> [Document passage]:
----
Then later in the week I read an excerpt from Dr. Henry Cloud's book, Necessary Losses. He provided a metaphor that resonated. He spoke of the rose bush. He described how rose bushes produce many more buds than they can sustain. The person growing roses must trim many of the buds to allow the plant to route its resources to nourish the healthiest blooms. If the plant is not pruned, the roses will not flourish. Dr. Cloud stated that often our lives can be like the rose bush. We perceive loss as negative, rather than embrace the concept of letting go as a means to increase health and wholeness. Perhaps I was magnetized to the morning sky, because it bore the symbolism of simplification. Paring down. One star, glowing aloft in its blue estate.
The root of the word "integration" is the smaller word "integer," which means "whole." Too often, racing through life, we become the "hole," not the "whole." We become an unexamined maw into which our encounters and experiences rush unassimilated, leaving us both full and unsatisfied because nothing has been digested and taken in. In order to "integrate" our experiences, we must take them into account against the broader canvas of our life. We must slow down and recognize when currents of change, like movements in a symphony, are moving through us.~Julia Cameron (from The Right to Write, An Invitation and Initiation into the Writing Life)
Sometimes answers surface on the page before they rise to the top in my thinking process. At times, I look back over journal entries searching for ideas, themes and actions that remain unassimilated in my life. As I wrestle with integrating the desire for more freedom with the need for careful consideration regarding retirement, what I discovered anew on the page provided determination to keep walking toward increased liberty. Writing can be that friend who listens...
----
> [What to work on]:
1. Answer these questions about the reflection on letting go.
(a) What happens to the roses if the plant is not pruned?
(b) What does the word "integer" mean?
(c) From which book is the passage about integration taken?
2. Carry on the reflection on letting go from its last sentence, keeping the same first-person voice.
The listing after this point comes from a different source.

> [Data excerpt]:
----
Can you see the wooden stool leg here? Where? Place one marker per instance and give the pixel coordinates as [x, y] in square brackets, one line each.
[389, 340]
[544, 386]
----
> [Answers]:
1.
(a) The roses will not flourish.
(b) It means "whole."
(c) The Right to Write, An Invitation and Initiation into the Writing Life, by Julia Cameron.

2.
I wrote: Coming up out of the blue. A dream surfaces. I am riding a bike. It's blue, the ocean near. I want to remember. I need to remember, but by noon it's gone. Life layers over me.
I remember the day, a hot, sweltering, Carolina afternoon, not unlike the scorching summer days we are experiencing now. Maybe that's why I'm recalling that time a few years ago. I walked over to our mailbox. I could feel the heat soak into my hands when I opened the box. I didn't even look through the collection of envelopes--probably only junk mail and bills. I spied a neon-yellow card in the middle of the stack. I wasn't curious--coupons, most likely, for fast food. Later that night, I sat eating dinner alone, my husband out of town. I absentmindedly picked up the envelopes and began to shuffle through them. Buried inside the quotidian array, I found a postcard from my husband. He has a lovely, vintage practice of buying postcards, writing a few lines and mailing them to me when he's away visiting his family in Europe. The photo on the card captured a scene of people sitting on benches around a fountain, a faultless blue sky overhead. My husband wrote on the back of the postcard, "We should be here together." I ran my fingertips over the ink he used to pen the words, the handwriting as familiar to me as my own breath. How could a postcard, something so small, so elemental bring such comfort?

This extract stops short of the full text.